◆ The problem: Could you copy out the entries below, substituting "Find" for each "Locate" and changing nothing else? Please leave out the pictures.
-*-*-
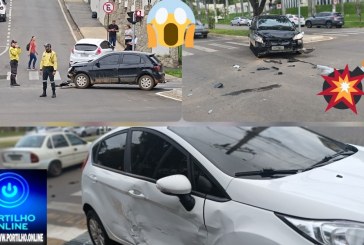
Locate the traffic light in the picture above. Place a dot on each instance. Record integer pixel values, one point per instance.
(138, 16)
(131, 18)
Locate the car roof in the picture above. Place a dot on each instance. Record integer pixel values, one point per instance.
(95, 41)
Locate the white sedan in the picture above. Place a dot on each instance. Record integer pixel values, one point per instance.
-*-*-
◆ Exercise response:
Find the traffic light in the picture above. Place a dot on each instance. Record integer pixel values, one point per instance.
(138, 16)
(131, 18)
Find the car roof in the picture above. Place a dot on each instance. Record integer pixel values, one point per instance.
(95, 41)
Find the white sedan in the picture above. Place a dot on each instance. Record integer pixel values, one point per instance.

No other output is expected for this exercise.